Task to complete – Write out everything in the records exactly, apart from the pictures.

Material for the task –
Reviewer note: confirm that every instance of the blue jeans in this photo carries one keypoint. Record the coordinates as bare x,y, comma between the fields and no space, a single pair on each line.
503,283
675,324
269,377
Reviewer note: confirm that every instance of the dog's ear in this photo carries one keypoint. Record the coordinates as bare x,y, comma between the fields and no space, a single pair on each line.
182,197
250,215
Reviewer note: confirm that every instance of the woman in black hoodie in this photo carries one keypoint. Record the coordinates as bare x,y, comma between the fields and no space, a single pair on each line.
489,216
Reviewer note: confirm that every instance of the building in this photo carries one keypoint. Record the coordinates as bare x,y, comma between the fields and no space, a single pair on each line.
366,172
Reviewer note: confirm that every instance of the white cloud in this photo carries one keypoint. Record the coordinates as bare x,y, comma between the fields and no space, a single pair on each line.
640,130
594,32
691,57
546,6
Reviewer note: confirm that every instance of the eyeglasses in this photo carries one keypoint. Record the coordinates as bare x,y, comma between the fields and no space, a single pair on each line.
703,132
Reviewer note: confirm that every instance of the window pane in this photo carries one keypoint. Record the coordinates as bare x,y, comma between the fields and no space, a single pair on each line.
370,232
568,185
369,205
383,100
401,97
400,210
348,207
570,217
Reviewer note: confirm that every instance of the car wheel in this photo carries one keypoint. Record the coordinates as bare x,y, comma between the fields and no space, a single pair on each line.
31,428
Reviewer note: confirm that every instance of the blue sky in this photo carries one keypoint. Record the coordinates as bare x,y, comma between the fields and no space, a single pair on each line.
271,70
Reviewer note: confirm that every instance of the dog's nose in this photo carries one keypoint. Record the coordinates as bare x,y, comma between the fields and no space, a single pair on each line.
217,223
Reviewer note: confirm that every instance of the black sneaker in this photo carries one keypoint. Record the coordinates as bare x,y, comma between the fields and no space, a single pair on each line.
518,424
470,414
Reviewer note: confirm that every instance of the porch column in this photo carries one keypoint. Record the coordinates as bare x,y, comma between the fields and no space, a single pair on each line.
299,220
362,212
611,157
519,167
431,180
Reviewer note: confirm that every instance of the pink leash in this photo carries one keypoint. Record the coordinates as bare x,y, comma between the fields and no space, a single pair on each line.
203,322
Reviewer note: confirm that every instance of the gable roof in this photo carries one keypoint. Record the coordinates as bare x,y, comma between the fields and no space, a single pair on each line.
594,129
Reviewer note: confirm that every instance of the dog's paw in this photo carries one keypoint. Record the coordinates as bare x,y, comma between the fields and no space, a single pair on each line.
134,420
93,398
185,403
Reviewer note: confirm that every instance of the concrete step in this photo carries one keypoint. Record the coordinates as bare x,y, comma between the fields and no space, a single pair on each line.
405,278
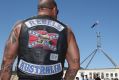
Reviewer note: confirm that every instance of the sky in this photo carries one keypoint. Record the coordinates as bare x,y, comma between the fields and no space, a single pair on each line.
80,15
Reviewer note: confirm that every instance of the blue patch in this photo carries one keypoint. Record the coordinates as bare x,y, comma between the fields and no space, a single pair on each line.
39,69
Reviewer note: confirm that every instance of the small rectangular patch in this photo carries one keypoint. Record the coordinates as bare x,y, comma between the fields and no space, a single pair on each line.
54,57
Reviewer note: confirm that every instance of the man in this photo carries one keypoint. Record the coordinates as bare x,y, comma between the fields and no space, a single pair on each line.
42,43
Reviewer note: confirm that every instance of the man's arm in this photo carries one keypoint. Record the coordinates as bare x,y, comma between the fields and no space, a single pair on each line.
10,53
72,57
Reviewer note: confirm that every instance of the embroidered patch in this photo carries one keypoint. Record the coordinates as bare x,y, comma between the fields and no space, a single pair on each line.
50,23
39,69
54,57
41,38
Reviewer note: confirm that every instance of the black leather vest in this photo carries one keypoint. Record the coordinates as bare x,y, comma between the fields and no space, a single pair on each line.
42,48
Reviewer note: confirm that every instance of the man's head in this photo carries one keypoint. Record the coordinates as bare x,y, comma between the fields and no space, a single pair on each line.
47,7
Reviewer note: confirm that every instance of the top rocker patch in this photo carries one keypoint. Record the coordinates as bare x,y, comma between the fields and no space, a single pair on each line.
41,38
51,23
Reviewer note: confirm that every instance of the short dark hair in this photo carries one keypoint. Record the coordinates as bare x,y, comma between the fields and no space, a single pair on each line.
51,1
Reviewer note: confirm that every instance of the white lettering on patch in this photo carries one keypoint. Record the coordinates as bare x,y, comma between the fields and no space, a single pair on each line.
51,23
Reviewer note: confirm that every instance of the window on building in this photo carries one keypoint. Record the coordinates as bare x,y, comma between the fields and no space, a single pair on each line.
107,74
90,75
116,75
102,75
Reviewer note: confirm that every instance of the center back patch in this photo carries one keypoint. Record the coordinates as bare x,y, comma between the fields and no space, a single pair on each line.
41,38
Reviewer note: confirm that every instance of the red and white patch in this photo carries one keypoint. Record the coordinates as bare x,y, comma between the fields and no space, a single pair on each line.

Result of this task –
Reviewer note: confirm that every instance of the blue jeans in this photo carries one keypoint. Record the coordinates as bare x,y, comma between the fields and no space, a single pair on each line.
503,283
675,324
269,377
Reviewer note: confirm that every instance of the dog's ear in this photo carries one keypoint. Record the coordinates as bare x,y, comma between the fields and no space, a single pair on each line.
182,197
250,215
Reviewer note: confirm that every instance of the woman in black hoodie in this photo carries one keypoint. Record the coordinates as bare x,y, comma between the fields and no space, a single pair on each line.
489,216
Reviewer note: confirm that every instance of the building in this photo carries one keypoint. Record the coordinates as bare x,y, comma between the fields and no space, a single pair on each line.
366,172
Reviewer note: confirm that every instance of the white cloud in this photo carries one keypoint. Record the coordinates as bare x,y, comma between the fields and no space, a single pair on each line.
640,130
594,32
691,57
546,6
Reviewer note: confirm that every instance of the eyeglasses in this photo carries one keypoint. Record the coordinates as bare x,y, comma between the fields and no space, a single pair on each line.
703,132
Reviewer note: confirm that every instance of the window pane in this photo carries one keypoint. Record the coordinates as bare x,y, comma between the fields and no space, a single pair on each line.
370,232
568,185
369,205
383,100
401,97
400,210
348,207
570,217
Reviewer note: confirm that every instance of the car wheel in this photo carries one keypoint. Record the coordinates as bare x,y, comma between the fields and no space, a single pair on each line.
31,428
Reviewer note: confirm that every instance of the blue sky in this photo carries one keypoint. Record the coordinates as bare x,y, comma between the fields and no space, a single pair on each line.
271,70
Reviewer note: confirm that every instance of the dog's nose in this photo carries one keypoint. Record the coordinates as bare x,y, comma between the fields and no space, a single pair on each line.
217,223
Reviewer note: confirm that every instance of the black sneaker in this photo carries one keypoint. Record the coordinates as bare x,y, comma between the fields and no space, a single pair on each line.
518,424
470,414
Reviewer note: confirm that every instance of the porch column in this photo carries one keypoint. Record the coordinates as bare x,y, comma between the fields and no space, a single pair on each line.
299,220
362,212
611,157
519,167
431,180
Reviewer note: confirm that every instance of the pink leash in this photo carries one keypoint. Record the coordinates as bare x,y, comma between the fields and no space, a single pair on each line.
203,322
Reviewer note: confirm that every instance of the gable roof in this photo carries one keypoint. Record the coordinates as bare x,y, comma between the fields and no space, a single pair on each line.
594,129
Reviewer note: confirm that every instance of the dog's paw in this photo carries one keypoint. Record the coordinates as bare x,y, comma between the fields and no space, a single pair on each line.
134,420
93,398
185,403
Reviewer note: confirm that every instance of the concrete step in this photo carries one keypoint. Record the coordinates as bare x,y, comma between the fields and no space, a single pair on each line.
405,278
Reviewer note: confirm that every instance of the sky in this photo carries one keypoint. Record the coordinates as bare x,y, comma between the fields and no space, a single pair on each line.
80,15
Reviewer note: confirm that every instance of the blue patch in this photo carries one keypoint. Record the coordinates as bare x,y, comma between the fields and no space, a single pair on each line.
39,69
Reviewer note: confirm that every instance of the small rectangular patch in this photo carries one keypoint. Record the coordinates as bare x,y, comma between the fields and no space, a single pair on each line.
54,57
Reviewer note: confirm that every instance of the man in this photo carries one keypoint. Record the coordinates as bare x,y, comma between the fields and no space, a single pair on each line.
42,43
Reviewer note: confirm that every instance of the man's arm in this photo carries one keypoint. Record the coordinates as bare x,y, comma between the fields and no space, a single pair on each line.
10,53
72,57
Reviewer note: confirm that every instance of the embroidered patch in this photo carries one keypoint. Record the coordinates as bare x,y, comma between the fields and no space, a single pair on each line.
50,23
39,69
54,57
41,38
Reviewer note: confirm that every instance of the black leather vest in this photo carries one keypoint. Record the coordinates as bare x,y, comma between the fields and no space, a single pair on each line.
42,48
Reviewer note: confirm that every instance of the man's head in this photo carries one keypoint. Record the coordinates as bare x,y, comma between the fields and no space, a single pair on each line.
47,7
Reviewer note: confirm that every instance of the top rocker patch in this photo carries one keypoint. Record the coordinates as bare x,y, comma between the fields and no space, a single pair on each line.
41,38
51,23
Reviewer note: confirm that every instance of the short dark hair in this photo carries one keypoint. Record the coordinates as bare x,y, comma between the fields and no space, a single pair on each line.
51,1
Reviewer note: confirm that every instance of the white lettering on patch in this photo carries one keypoint. Record the coordinates as bare x,y, comma between the fields and no space, a single pair on each line.
51,23
Reviewer note: confirm that every instance of the window on building in this photo carries one keypoint. Record the coordinates as bare x,y, comma between the fields and no space, a single pair on each line.
107,74
90,75
116,75
102,75
Reviewer note: confirm that every instance of the center back patch in this photo carries one keypoint. Record the coordinates as bare x,y, comma between the fields and no space, a single pair on each line.
41,38
Reviewer note: confirm that every instance of the red and white patch in this photo carries one keypoint. Record the coordinates as bare x,y, comma between the fields and no space, a single pair on each line.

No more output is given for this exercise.